● TEXT FOR ANALYSIS

To identify age-related CpGs associated with species longevity, we focused on those that change with age similarly between NMRs and primates, but differentially in the mouse. In total, subsets of 171 such CpGs were detected in liver, 33 in blood and 116 in skin (Extended Data Fig. 7). Identification of genes that are proximal to these cytosines revealed several that are of particular interest. Some of these that were identified in at least two of the three tissues include: hypermethylation of the IGF2BP1 promoter, PAX2 upstream, SLITRK1 promoter and B3GALT6 exon. Strikingly, these regions were highly enriched in pathways related to lethality and abnormal survival in the mouse phenotype database (Fig. 5). In general, a prominent feature of age-related CpGs that are shared between NMRs and primates, but not the mouse, is their proximity to genes that encode proteins with homeobox domains, particularly the NKL and HOXL families of proteins (Supplementary Table 12). These proteins are primarily transcription factors that regulate expression of developmental genes. As such, it follows that their perturbations in mice were reportedly associated with lethality during fetal growth, postnatal lethality, abnormal survival, decreased body size, premature aging and death, nervous system abnormality and so on (Supplementary Table 13).

Fig. 5: Enrichment analysis of the tissue-specific DNAm signatures that are shared between NMR and primates, but not with mouse.
figure 5

The input includes the CpGs that had a consistent aging pattern between the two long-lived species (NMR and primate) but a divergent aging pattern in the short-lived species (mouse). Enrichment P values were estimated using GREAT52. The gene level enrichment was done using GREAT analysis52 and human Hg19 background. As background set, we chose 11,814 human Hg19 background locations/probes that mapped to the same gene in the NMR, human and mouse genomes. The top five enriched terms/pathways for each category (canonical pathways, diseases, gene ontology, human and mouse phenotypes, and promoter motifs) were presented if their enrichment P value was significant at <1 × 10−4.

● SUPPLIED ENTRIES
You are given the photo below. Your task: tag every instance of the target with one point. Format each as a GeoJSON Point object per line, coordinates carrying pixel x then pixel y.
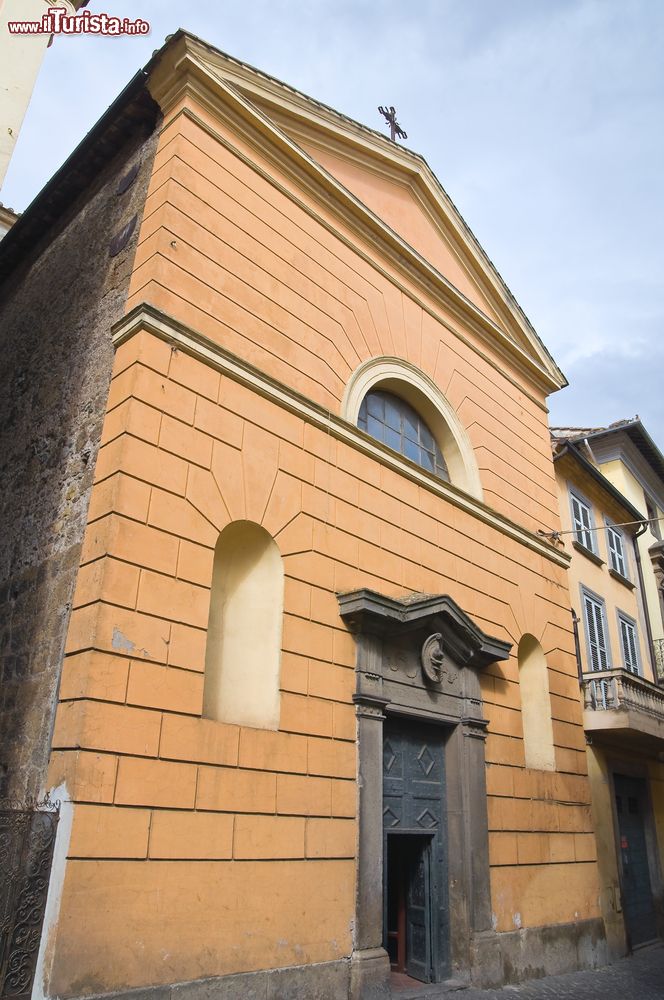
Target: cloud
{"type": "Point", "coordinates": [542, 121]}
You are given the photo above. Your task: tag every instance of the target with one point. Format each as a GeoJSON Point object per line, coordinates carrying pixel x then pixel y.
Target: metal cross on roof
{"type": "Point", "coordinates": [390, 116]}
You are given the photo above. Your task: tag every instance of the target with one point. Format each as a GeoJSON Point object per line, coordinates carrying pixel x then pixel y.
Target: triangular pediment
{"type": "Point", "coordinates": [384, 186]}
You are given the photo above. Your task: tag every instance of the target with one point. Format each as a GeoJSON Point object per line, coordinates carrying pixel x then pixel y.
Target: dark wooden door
{"type": "Point", "coordinates": [419, 945]}
{"type": "Point", "coordinates": [631, 806]}
{"type": "Point", "coordinates": [415, 848]}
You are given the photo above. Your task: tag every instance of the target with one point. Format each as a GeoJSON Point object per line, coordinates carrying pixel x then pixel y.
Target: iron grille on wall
{"type": "Point", "coordinates": [27, 839]}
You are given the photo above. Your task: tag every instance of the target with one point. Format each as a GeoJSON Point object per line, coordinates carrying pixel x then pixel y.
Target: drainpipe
{"type": "Point", "coordinates": [646, 614]}
{"type": "Point", "coordinates": [577, 645]}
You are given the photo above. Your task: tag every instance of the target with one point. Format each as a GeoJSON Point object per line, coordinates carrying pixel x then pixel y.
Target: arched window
{"type": "Point", "coordinates": [535, 706]}
{"type": "Point", "coordinates": [396, 379]}
{"type": "Point", "coordinates": [243, 652]}
{"type": "Point", "coordinates": [394, 422]}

● PROBLEM TO SOLVE
From the text on age-related CpGs and species longevity, reproduce the portion starting with "Fig. 5: Enrichment" and going on through "significant at <1 × 10−4.". Rely only on the text about age-related CpGs, not on the data.

● RESULT OF THE EXERCISE
Fig. 5: Enrichment analysis of the tissue-specific DNAm signatures that are shared between NMR and primates, but not with mouse.
figure 5

The input includes the CpGs that had a consistent aging pattern between the two long-lived species (NMR and primate) but a divergent aging pattern in the short-lived species (mouse). Enrichment P values were estimated using GREAT52. The gene level enrichment was done using GREAT analysis52 and human Hg19 background. As background set, we chose 11,814 human Hg19 background locations/probes that mapped to the same gene in the NMR, human and mouse genomes. The top five enriched terms/pathways for each category (canonical pathways, diseases, gene ontology, human and mouse phenotypes, and promoter motifs) were presented if their enrichment P value was significant at <1 × 10−4.